Case ID: f3d_750/html/1001-01.html
Source: Caselaw Access Project
Author: {"author": "MURPHY, Circuit Judge.", "license": "Public Domain", "url": "https://static.case.law/"}
Date Created: 2024-08-24T03:29:51.129683

UNITED STATES of America, Plaintiff-Appellee v. Marlene KALB, Defendant-Appellant.
    No. 13-1954.
    United States Court of Appeals, Eighth Circuit.
    Submitted: March 12, 2014.
    Filed: May 8, 2014.
    
      John Wesley Hall, Jr., argued, Little Rock, AR, for appellant.
    Cameron C. McCree, AUSA, argued, Little Rock, AR (Julie Peters, AUSA, on the brief), for appellee.
    Before WOLLMAN, MURPHY, and GRUENDER, Circuit Judges.
   MURPHY, Circuit Judge.

Marlene Kalb, a lieutenant in the Helena-West Helena, Arkansas police department, was convicted by a jury of two counts of attempted extortion under color of official right, in violation of 18 U.S.C. § 1951(a), and two counts of attempted possession with intent to distribute cocaine, in violation of 21 U.S.C. § 846. The district court sentenced Kalb to a total of 30 months imprisonment and three years supervised release. She appeals on the grounds that there was insufficient evidence to support her convictions. We affirm.

Short exercise. Please reproduce the court opinion excerpt above word for word, in full.

Data.
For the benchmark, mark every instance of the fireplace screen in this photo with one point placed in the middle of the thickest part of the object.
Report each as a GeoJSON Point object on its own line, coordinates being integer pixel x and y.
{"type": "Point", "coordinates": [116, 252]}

Output of the exercise.
Case ID: f3d_750/html/1001-01.html
Source: Caselaw Access Project
Author: {"author": "MURPHY, Circuit Judge.", "license": "Public Domain", "url": "https://static.case.law/"}
Date Created: 2024-08-24T03:29:51.129683

UNITED STATES of America, Plaintiff-Appellee v. Marlene KALB, Defendant-Appellant.
    No. 13-1954.
    United States Court of Appeals, Eighth Circuit.
    Submitted: March 12, 2014.
    Filed: May 8, 2014.
    
      John Wesley Hall, Jr., argued, Little Rock, AR, for appellant.
    Cameron C. McCree, AUSA, argued, Little Rock, AR (Julie Peters, AUSA, on the brief), for appellee.
    Before WOLLMAN, MURPHY, and GRUENDER, Circuit Judges.
   MURPHY, Circuit Judge.

Marlene Kalb, a lieutenant in the Helena-West Helena, Arkansas police department, was convicted by a jury of two counts of attempted extortion under color of official right, in violation of 18 U.S.C. § 1951(a), and two counts of attempted possession with intent to distribute cocaine, in violation of 21 U.S.C. § 846. The district court sentenced Kalb to a total of 30 months imprisonment and three years supervised release. She appeals on the grounds that there was insufficient evidence to support her convictions. We affirm.